■ INPUT FOR THIS TASK ■
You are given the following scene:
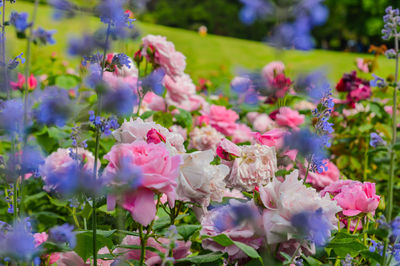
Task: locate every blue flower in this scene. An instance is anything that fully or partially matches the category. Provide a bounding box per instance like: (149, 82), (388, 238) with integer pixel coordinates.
(211, 200), (257, 232)
(370, 74), (386, 88)
(111, 53), (131, 69)
(0, 221), (37, 262)
(141, 68), (166, 95)
(382, 6), (400, 40)
(104, 156), (143, 192)
(291, 208), (331, 246)
(34, 87), (73, 127)
(238, 0), (272, 25)
(0, 98), (25, 135)
(101, 85), (136, 116)
(97, 0), (134, 28)
(68, 35), (102, 57)
(9, 11), (31, 32)
(32, 27), (56, 45)
(49, 224), (76, 248)
(21, 146), (44, 176)
(370, 133), (386, 148)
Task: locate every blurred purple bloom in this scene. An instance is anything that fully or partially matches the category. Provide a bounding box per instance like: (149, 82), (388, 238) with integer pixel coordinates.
(104, 156), (143, 193)
(291, 208), (331, 246)
(32, 27), (56, 45)
(49, 224), (76, 248)
(382, 6), (400, 40)
(21, 146), (44, 176)
(111, 53), (131, 69)
(239, 0), (272, 25)
(49, 0), (76, 20)
(9, 11), (30, 32)
(385, 49), (397, 59)
(101, 85), (136, 116)
(212, 201), (256, 232)
(141, 68), (166, 95)
(370, 133), (386, 148)
(34, 87), (73, 127)
(370, 74), (386, 88)
(0, 98), (24, 134)
(97, 0), (134, 28)
(0, 220), (37, 262)
(68, 35), (103, 57)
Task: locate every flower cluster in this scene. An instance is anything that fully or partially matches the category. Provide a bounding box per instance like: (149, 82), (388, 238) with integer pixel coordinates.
(336, 71), (372, 108)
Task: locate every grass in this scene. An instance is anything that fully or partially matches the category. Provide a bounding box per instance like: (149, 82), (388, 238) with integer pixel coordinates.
(7, 1), (395, 84)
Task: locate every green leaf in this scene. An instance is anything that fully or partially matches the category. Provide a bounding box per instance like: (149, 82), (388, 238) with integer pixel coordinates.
(23, 191), (47, 205)
(233, 241), (260, 259)
(98, 204), (115, 215)
(74, 232), (114, 261)
(175, 108), (193, 129)
(336, 155), (350, 168)
(55, 75), (78, 89)
(275, 169), (293, 177)
(212, 234), (234, 246)
(153, 216), (171, 231)
(327, 239), (367, 257)
(48, 127), (70, 140)
(140, 110), (156, 120)
(359, 250), (382, 262)
(301, 255), (323, 266)
(177, 224), (201, 241)
(153, 111), (173, 128)
(175, 252), (224, 264)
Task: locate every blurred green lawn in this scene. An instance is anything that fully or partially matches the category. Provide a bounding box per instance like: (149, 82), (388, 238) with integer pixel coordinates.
(8, 1), (394, 83)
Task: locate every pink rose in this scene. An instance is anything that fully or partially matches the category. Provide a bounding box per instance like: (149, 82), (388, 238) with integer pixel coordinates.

■ EXERCISE GOAL ■
The output must be every line of the records, printed exactly, with the pictures omitted.

■ OUTPUT ■
You are given the following scene:
Task: locate every blue flower in this scene. An instance is anything that fully or partially matches the category. Provide a bounding box per instance like: (149, 82), (388, 238) with integer pixel coordinates.
(211, 200), (257, 232)
(370, 74), (386, 88)
(111, 53), (131, 69)
(0, 221), (37, 262)
(141, 68), (166, 95)
(382, 6), (400, 40)
(104, 156), (143, 192)
(291, 208), (331, 246)
(34, 87), (73, 127)
(238, 0), (272, 25)
(0, 98), (25, 135)
(101, 85), (136, 116)
(97, 0), (134, 28)
(68, 35), (102, 57)
(9, 11), (31, 32)
(32, 27), (56, 45)
(49, 224), (76, 248)
(21, 146), (44, 176)
(370, 133), (386, 148)
Task: locate every blurred purple bloom in this scene. An instance is anything that fully or partially matches the category. Provide a bounding box per instance like: (149, 82), (388, 238) with integer pixel coordinates.
(104, 156), (143, 193)
(291, 208), (331, 246)
(32, 27), (56, 45)
(49, 224), (76, 248)
(382, 6), (400, 40)
(21, 146), (44, 176)
(111, 53), (131, 69)
(239, 0), (272, 25)
(49, 0), (76, 20)
(9, 11), (30, 32)
(385, 49), (397, 59)
(101, 85), (136, 116)
(212, 201), (256, 232)
(141, 68), (166, 95)
(370, 133), (386, 148)
(34, 87), (73, 127)
(370, 74), (386, 88)
(0, 98), (24, 134)
(97, 0), (134, 28)
(0, 220), (37, 262)
(68, 35), (103, 57)
Task: locate every flower cluster in this scene. An instance is anything that fully or partially matches the category. Provide a bounding box per instance like: (149, 82), (388, 238) with integer pixel coordinates.
(336, 71), (372, 108)
Task: locate every grass in this scene. An instance is anything that fully or partially matches the category. Provide a bounding box per instance like: (149, 82), (388, 238) with integer pixel coordinates.
(7, 1), (395, 84)
Task: locate every green leaf in this scene. An instance is anything that fully or partially matches the category. Provide a bounding box per instance like: (149, 82), (388, 238) with integer pixel coordinates.
(23, 191), (47, 205)
(233, 241), (260, 259)
(98, 204), (115, 215)
(74, 232), (114, 261)
(175, 108), (193, 129)
(336, 155), (350, 168)
(55, 75), (78, 89)
(275, 169), (293, 177)
(212, 234), (234, 246)
(153, 216), (171, 231)
(327, 239), (367, 257)
(48, 127), (70, 140)
(140, 110), (156, 120)
(359, 250), (382, 262)
(301, 255), (323, 266)
(177, 224), (201, 241)
(153, 111), (173, 128)
(175, 252), (224, 264)
Task: locate every blurred green lawn in this scene. An instance is anything that fully or partially matches the category. Provide a bounding box per instance like: (149, 82), (388, 238) with integer pixel coordinates.
(8, 1), (394, 83)
Task: locate every pink rose in this scene. An instance is anything that fully or partially matches the category. Provide a bounding box per instance like: (149, 82), (388, 238) with integer pixel coordinates.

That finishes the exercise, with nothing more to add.